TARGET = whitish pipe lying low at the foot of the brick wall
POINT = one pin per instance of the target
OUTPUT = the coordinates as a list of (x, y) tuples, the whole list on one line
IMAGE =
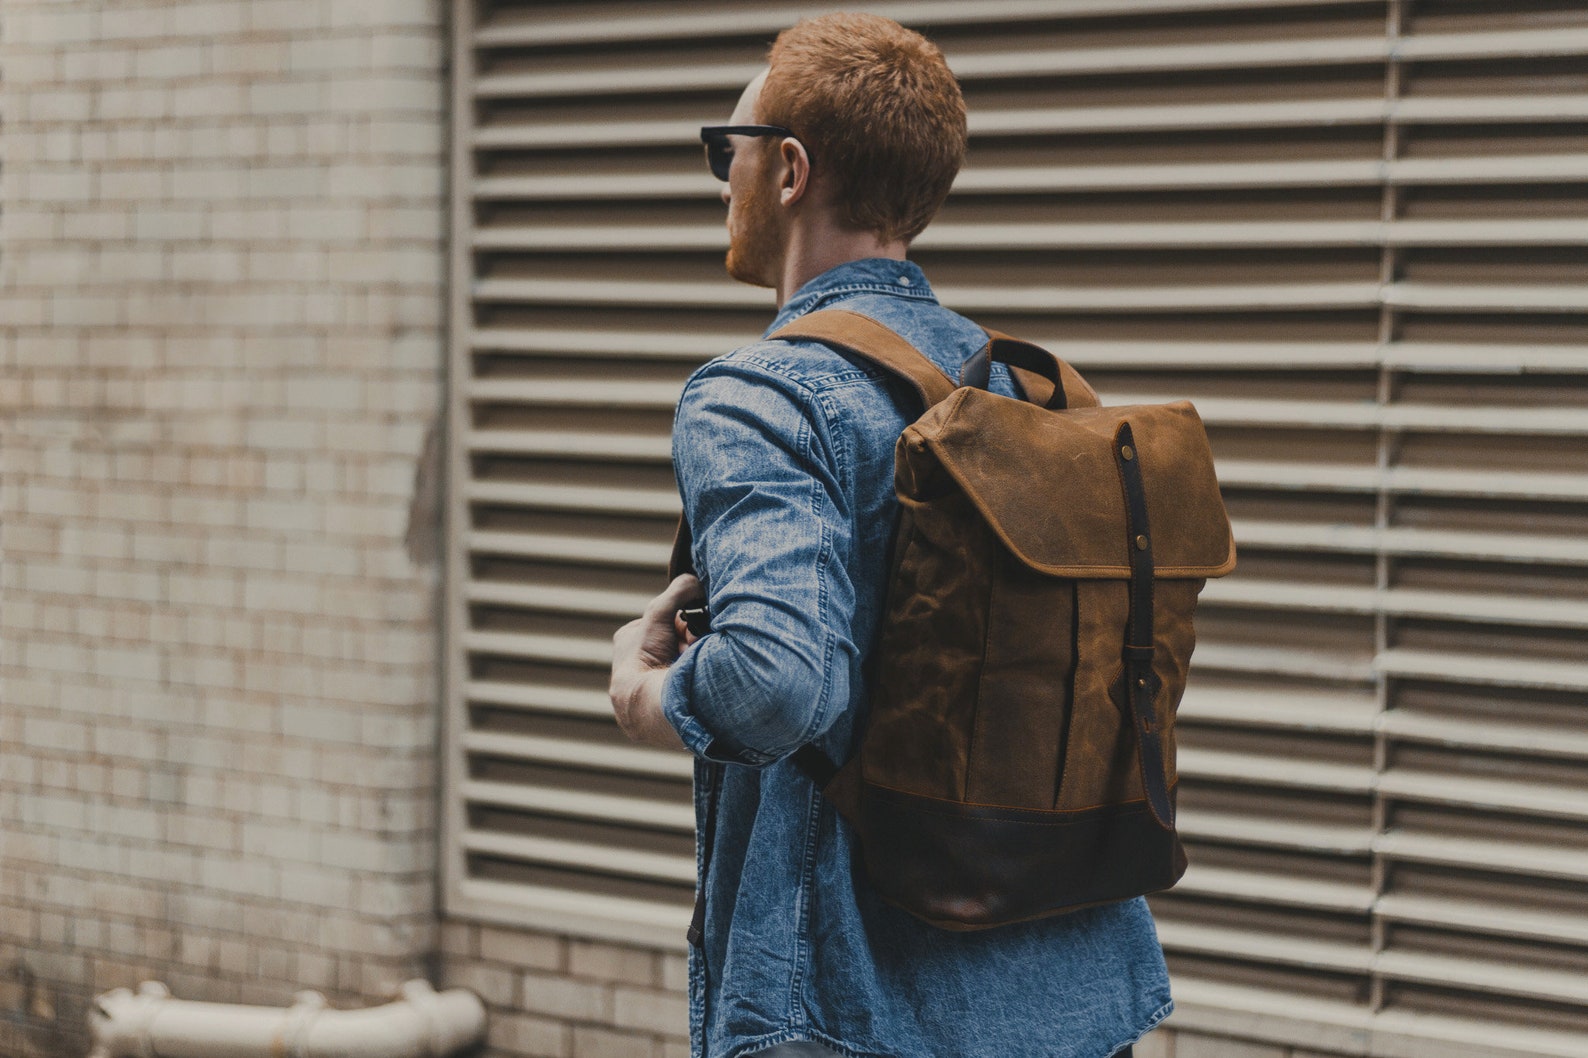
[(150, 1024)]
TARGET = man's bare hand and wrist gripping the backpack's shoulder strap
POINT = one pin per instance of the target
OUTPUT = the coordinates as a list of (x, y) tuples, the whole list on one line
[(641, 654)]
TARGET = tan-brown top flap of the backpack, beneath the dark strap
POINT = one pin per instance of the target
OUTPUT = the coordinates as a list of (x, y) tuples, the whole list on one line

━━━━

» Requirement:
The required output is each record above, reproduced exactly, without its pictures.

» Answer to this problem:
TARGET = whitish pipe lying low at the foot of the brick wall
POINT = one pin per instance of the target
OUTPUT = the coordinates as a list of (x, y) tuples, the whole list on one line
IMAGE =
[(150, 1024)]
TARGET = man's bare hand and wrist gripping the backpack's shoulder strap
POINT = one pin per instance of the target
OUTPUT = the coordinates as a list of (x, y) tuples, the whole list on one line
[(641, 654)]
TARGET = tan-brown top flap of the backpack, beneath the dark strap
POINT = one pin per instance of the target
OUTPUT = the coordinates as a list of (x, y) tuples, the whole list on one line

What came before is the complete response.